==== Information supplied

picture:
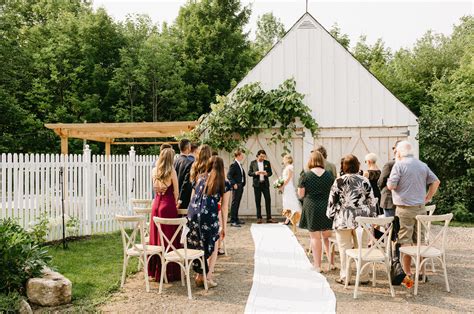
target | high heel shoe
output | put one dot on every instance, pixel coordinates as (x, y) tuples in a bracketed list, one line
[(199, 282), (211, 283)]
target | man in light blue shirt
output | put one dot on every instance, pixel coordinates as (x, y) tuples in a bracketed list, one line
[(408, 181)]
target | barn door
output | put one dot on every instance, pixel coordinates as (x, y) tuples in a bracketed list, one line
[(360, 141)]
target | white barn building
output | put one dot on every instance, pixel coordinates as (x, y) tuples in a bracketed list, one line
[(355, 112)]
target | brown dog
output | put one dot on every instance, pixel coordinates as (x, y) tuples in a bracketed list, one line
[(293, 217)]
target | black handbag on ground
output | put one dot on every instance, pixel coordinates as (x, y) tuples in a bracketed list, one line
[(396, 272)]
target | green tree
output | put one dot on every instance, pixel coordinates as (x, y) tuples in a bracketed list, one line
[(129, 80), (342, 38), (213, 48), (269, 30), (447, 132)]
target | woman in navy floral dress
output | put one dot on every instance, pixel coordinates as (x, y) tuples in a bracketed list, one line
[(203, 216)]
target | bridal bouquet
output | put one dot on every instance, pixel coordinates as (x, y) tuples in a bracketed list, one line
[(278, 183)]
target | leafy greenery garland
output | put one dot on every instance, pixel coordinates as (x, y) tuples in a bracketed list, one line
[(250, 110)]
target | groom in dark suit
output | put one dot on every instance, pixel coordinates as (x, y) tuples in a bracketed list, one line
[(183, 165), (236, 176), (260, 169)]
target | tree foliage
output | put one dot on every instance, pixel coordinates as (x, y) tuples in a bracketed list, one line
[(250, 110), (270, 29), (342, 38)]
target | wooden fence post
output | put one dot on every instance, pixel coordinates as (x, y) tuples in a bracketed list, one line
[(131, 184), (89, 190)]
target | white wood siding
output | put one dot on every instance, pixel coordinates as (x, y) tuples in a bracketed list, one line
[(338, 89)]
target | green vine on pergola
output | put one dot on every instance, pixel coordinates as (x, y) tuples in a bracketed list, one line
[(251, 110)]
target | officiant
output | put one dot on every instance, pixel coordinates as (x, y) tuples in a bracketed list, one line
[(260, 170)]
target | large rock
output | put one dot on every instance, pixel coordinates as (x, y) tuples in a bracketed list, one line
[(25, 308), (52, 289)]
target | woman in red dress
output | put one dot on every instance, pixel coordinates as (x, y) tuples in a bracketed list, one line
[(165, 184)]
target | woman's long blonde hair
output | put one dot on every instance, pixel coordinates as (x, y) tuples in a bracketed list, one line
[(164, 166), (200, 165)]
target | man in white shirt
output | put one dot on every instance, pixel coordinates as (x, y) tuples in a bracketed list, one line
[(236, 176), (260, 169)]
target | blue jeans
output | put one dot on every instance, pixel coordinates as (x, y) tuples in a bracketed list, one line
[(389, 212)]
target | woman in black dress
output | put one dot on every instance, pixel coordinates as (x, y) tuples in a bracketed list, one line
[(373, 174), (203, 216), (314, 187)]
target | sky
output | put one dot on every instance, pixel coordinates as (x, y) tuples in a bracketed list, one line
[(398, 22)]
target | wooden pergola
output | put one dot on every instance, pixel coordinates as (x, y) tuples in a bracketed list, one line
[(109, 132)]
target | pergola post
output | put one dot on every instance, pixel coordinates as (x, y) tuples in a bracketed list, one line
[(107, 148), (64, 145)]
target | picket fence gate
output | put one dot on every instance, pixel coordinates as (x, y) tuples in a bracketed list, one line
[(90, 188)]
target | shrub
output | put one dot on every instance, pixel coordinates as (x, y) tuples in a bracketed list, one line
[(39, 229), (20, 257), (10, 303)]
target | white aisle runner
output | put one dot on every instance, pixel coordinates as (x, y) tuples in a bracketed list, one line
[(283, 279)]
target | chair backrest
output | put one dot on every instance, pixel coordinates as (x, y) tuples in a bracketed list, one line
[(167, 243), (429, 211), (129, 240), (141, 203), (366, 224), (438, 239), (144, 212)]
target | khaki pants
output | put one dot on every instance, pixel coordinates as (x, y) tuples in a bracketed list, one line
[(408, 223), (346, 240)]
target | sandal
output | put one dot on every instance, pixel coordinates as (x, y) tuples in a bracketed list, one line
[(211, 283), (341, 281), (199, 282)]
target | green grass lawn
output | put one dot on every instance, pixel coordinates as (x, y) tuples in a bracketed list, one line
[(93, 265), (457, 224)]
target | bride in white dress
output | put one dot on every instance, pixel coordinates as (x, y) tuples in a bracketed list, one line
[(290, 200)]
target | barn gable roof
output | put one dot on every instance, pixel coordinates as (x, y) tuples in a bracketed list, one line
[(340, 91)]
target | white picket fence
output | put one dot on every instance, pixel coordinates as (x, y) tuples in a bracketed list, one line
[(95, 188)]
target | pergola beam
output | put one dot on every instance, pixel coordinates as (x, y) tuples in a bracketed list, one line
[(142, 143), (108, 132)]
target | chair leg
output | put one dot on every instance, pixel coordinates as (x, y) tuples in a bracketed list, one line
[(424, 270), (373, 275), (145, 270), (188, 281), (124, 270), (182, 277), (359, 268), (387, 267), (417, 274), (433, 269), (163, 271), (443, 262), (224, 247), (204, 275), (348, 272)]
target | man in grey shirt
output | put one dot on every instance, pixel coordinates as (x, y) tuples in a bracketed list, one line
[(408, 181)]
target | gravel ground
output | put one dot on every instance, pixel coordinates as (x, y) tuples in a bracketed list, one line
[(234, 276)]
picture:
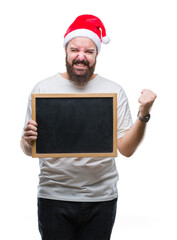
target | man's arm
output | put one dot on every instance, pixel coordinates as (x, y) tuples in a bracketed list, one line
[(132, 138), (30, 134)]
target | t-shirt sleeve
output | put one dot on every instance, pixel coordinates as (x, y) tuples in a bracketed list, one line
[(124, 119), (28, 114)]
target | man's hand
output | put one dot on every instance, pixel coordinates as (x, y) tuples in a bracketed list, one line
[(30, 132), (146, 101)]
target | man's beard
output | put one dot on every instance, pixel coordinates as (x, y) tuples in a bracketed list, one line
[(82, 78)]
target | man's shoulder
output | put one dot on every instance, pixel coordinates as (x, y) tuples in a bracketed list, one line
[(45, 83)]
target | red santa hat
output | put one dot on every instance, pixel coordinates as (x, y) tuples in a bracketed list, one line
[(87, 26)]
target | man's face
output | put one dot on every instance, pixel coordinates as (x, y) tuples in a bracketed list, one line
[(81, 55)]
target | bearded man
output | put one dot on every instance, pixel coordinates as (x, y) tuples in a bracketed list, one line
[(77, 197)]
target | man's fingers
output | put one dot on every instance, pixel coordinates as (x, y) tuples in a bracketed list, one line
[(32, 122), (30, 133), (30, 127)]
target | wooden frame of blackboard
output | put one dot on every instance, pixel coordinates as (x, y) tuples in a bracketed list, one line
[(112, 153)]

========

Activity
Please set the data above down exactly, with the pictures removed.

Solution to this task
picture:
target | high heel shoe
output | put one dot on every instance, pixel coordinates as (x, y) tuples in a bracketed list, one line
[(199, 282), (211, 283)]
target | man in light blue shirt
output | put one dot on every instance, pixel coordinates as (x, y) tuples in a bracketed list, one line
[(408, 181)]
target | barn door
output | put one dot on every instance, pixel coordinates as (x, y) tuples in a bracketed list, one line
[(360, 141)]
target | white barn building
output | put one dot on every instance, pixel coordinates as (x, y) tuples in a bracketed list, one line
[(355, 112)]
target | brown dog
output | put one dot on every instance, pixel coordinates as (x, y) tuples in a bracketed list, one line
[(293, 217)]
target | black handbag on ground
output | put one dot on every instance, pixel coordinates as (x, y) tuples in a bracketed list, one line
[(396, 272)]
target | green tree
output | put one dot on every instance, pixel coordinates as (x, y) tuples in a bracketed list, one line
[(129, 80), (342, 38), (213, 48), (269, 30), (447, 132)]
target | woman in navy floral dress
output | put one dot on every instance, pixel coordinates as (x, y) tuples in a bracketed list, one line
[(203, 216)]
target | bridal bouquet
output | put one dot on every instance, pixel coordinates as (x, y) tuples in a bracketed list, one line
[(278, 183)]
target | leafy greenery garland
output | put one dot on every instance, pixel coordinates as (x, y) tuples in a bracketed list, one line
[(250, 110)]
target | groom in dark suit
output | put one dot on every instance, pixel coordinates as (x, y) tuples in a bracketed list, one line
[(183, 165), (236, 176), (260, 169)]
target | tree foliage
output | put one dot on every instance, pixel coordinates as (x, y) tuples in a bracketed list, one line
[(250, 110), (270, 29), (342, 38)]
target | wooden fence post
output | put one dot on every instance, pixel coordinates as (x, y) tuples in a bracketed list, one line
[(131, 184), (89, 190)]
target | white wood siding
output | put one dot on every instance, pixel coordinates as (x, y) tuples in a bracketed list, one line
[(338, 89)]
target | green vine on pergola
output | put one dot on every instance, pixel coordinates as (x, y) tuples in a bracketed list, one line
[(251, 110)]
target | officiant
output | put one dot on every instance, pixel coordinates as (x, y) tuples in a bracketed list, one line
[(260, 170)]
target | large rock
output | put one dot on every instance, pixel coordinates as (x, y) tuples in a bracketed list, one line
[(25, 308), (52, 289)]
target | woman in red dress
output | put one dot on every instance, pixel coordinates as (x, y) tuples in a bracketed list, one line
[(165, 184)]
target | woman's long blonde hair
output | put one dot on every instance, pixel coordinates as (x, y) tuples in a bracketed list, one line
[(164, 166), (200, 165)]
target | man in white shirt
output | put one dot on every instance, pixel coordinates as (x, y) tuples in a bracketed list, one line
[(236, 176), (260, 169)]
target | blue jeans
output | put one dot on every instance, pixel coordinates as (x, y) tuples in a bracketed list, one line
[(389, 212)]
target | woman in black dress
output | put one dot on every instance, pixel coordinates as (x, y) tuples in a bracketed list, one line
[(373, 174), (203, 216), (314, 187)]
target | sky
output | put one dot on every instance, pixel coordinates as (x, y) tuples in a bracketed list, one line
[(398, 22)]
target | wooden pergola
output | put one dot on every instance, pixel coordinates as (x, y) tuples in a bracketed list, one line
[(109, 132)]
target | pergola post
output | put one dot on every instance, pixel coordinates as (x, y) tuples in a bracketed list, one line
[(107, 148), (64, 145)]
target | picket fence gate
output | put one dot on every instance, pixel coordinates as (x, y) tuples in a bracketed list, one line
[(90, 188)]
target | shrub
output | put one dot on every instance, pixel coordinates as (x, y) tuples in a bracketed list, one line
[(39, 229), (20, 257), (10, 303)]
target | white aisle runner
output | put one dot on every instance, pixel coordinates as (x, y) tuples in a bracketed list, one line
[(283, 279)]
target | chair backrest
output | put one dot on every instance, pixel coordinates as (x, y) tuples in a bracketed list, one line
[(167, 243), (429, 211), (129, 240), (141, 203), (366, 224), (438, 239), (144, 212)]
target | khaki pants
output | put one dot on every instance, pixel coordinates as (x, y) tuples in a bracketed list, one line
[(408, 223), (346, 240)]
target | sandal
output | put one dot on every instance, pixel coordinates as (x, y) tuples in a bracketed list, one line
[(211, 283), (341, 281), (199, 282)]
target | green grass lawn
output | put one dot on every instance, pixel coordinates as (x, y) tuples in a bracketed list, one line
[(93, 265), (457, 224)]
target | bride in white dress
output | put one dot on every instance, pixel coordinates as (x, y) tuples in a bracketed list, one line
[(290, 200)]
target | barn gable roof
output | put one dot on every instance, pixel coordinates as (x, y) tuples in a bracketed list, one line
[(340, 91)]
target | white picket fence
output | put one dot on every instance, pixel coordinates as (x, y) tuples in a bracketed list, one line
[(95, 188)]
target | pergola beam
output | put one dot on every instance, pixel coordinates as (x, y) tuples in a bracketed list, one line
[(142, 143), (108, 132)]
target | chair leg
output | put one dot on every instance, pixel coordinates as (x, y) tuples in a bracketed list, one line
[(424, 270), (373, 275), (145, 270), (188, 281), (124, 270), (182, 277), (359, 268), (387, 267), (417, 274), (433, 269), (163, 271), (443, 262), (224, 247), (204, 275), (348, 272)]
target | man in grey shirt
output | put one dot on every instance, pixel coordinates as (x, y) tuples in a bracketed list, one line
[(408, 181)]
target | gravel ground
output | put one dot on every instance, pixel coordinates as (x, y) tuples in a bracketed list, one line
[(234, 276)]
picture:
target | man's arm
output | put one dot on every instance, pixel coordinates as (x, y) tuples in a bracketed list, one line
[(132, 138), (30, 134)]
target | t-shirt sleeve
output | put one dot on every instance, pixel coordinates as (x, y) tuples in a bracketed list, one line
[(124, 119), (28, 114)]
target | man's hand
output | put one dot on every instance, pixel coordinates as (x, y) tuples in a bracketed list, one line
[(30, 132), (146, 101)]
target | man's beard
output | put one dot on every instance, pixel coordinates as (x, y) tuples in a bracketed list, one line
[(82, 78)]
target | man's shoulder
output | put one dot on every instance, pixel coordinates as (x, y) tuples in a bracketed list, one line
[(45, 83)]
target | red santa hat
output | put one dot on every instance, pixel coordinates as (x, y) tuples in a bracketed list, one line
[(87, 26)]
target | man's face
output | put one dot on every instance, pixel coordinates as (x, y) tuples in a bracketed list, one line
[(81, 55)]
target | bearded man
output | put one dot on every instance, pixel coordinates as (x, y) tuples in a bracketed list, one line
[(77, 197)]
target | man's fingers
output | put one dot on every instance, pixel coordinates as (x, y) tuples in a bracketed list, one line
[(32, 122), (30, 133), (30, 127)]
target | wooden frame of blackboard
output | put one dot on every instance, pixel coordinates as (x, y) tuples in a bracketed list, one line
[(112, 153)]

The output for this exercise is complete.